··· Provided information
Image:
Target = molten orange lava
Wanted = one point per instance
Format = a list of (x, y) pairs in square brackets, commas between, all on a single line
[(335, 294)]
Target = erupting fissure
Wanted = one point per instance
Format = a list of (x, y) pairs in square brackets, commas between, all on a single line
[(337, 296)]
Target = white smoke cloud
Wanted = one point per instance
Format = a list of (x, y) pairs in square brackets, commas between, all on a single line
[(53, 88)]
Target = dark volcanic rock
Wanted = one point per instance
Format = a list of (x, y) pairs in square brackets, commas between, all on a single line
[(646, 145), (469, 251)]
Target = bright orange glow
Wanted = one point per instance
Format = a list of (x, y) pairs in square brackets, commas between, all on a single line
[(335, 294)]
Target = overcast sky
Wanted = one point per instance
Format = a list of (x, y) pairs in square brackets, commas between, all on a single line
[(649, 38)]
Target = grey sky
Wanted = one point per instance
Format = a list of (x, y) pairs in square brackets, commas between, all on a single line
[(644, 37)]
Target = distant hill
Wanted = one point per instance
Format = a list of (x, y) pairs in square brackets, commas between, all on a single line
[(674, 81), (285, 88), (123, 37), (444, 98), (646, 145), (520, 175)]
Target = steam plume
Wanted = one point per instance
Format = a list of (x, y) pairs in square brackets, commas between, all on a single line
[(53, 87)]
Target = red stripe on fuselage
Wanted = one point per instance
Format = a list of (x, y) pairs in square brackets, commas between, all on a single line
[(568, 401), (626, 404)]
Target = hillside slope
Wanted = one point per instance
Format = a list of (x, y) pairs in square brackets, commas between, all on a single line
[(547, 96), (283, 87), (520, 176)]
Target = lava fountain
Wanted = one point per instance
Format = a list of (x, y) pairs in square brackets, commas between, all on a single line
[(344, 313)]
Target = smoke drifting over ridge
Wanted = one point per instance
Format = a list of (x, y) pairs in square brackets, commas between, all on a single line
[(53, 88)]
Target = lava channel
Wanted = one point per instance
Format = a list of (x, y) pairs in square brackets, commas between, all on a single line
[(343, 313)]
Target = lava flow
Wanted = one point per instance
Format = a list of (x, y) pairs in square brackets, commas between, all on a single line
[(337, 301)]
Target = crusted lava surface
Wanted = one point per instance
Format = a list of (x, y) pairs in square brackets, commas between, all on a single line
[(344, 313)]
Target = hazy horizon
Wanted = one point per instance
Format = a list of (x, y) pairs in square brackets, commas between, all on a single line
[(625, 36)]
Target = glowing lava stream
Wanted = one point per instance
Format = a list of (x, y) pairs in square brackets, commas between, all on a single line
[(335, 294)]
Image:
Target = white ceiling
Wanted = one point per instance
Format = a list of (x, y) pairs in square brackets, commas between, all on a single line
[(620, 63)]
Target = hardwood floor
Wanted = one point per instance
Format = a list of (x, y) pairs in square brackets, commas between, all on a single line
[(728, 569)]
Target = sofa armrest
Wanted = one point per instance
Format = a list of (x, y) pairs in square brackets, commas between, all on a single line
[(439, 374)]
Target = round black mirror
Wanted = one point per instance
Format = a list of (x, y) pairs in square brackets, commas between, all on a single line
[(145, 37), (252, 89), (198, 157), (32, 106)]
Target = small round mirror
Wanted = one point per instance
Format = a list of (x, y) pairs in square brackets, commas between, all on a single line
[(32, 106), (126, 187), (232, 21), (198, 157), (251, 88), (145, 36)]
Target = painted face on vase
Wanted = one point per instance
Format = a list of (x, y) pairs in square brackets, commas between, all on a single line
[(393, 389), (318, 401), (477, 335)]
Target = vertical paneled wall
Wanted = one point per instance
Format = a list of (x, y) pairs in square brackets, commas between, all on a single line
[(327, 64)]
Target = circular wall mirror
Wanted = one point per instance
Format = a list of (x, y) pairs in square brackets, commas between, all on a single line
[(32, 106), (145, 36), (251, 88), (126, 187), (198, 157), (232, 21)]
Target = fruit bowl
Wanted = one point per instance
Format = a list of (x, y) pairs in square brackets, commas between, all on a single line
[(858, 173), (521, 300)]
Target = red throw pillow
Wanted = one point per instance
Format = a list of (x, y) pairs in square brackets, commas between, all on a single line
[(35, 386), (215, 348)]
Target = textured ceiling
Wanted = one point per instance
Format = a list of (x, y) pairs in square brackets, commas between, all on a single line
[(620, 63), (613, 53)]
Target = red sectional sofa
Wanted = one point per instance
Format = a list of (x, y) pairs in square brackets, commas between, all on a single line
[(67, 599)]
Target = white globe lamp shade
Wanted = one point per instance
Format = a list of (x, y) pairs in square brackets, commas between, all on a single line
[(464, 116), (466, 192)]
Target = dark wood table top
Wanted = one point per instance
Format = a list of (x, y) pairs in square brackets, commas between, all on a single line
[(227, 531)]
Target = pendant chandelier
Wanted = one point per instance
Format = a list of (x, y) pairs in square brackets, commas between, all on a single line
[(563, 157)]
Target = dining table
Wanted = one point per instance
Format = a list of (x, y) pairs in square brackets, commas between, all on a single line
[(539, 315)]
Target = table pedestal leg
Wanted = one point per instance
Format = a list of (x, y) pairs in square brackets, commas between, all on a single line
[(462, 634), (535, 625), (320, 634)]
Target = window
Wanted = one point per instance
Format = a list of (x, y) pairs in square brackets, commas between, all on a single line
······
Please show every line of the records that holds the word "wall".

Target = vertical paneled wall
Target = circular wall mirror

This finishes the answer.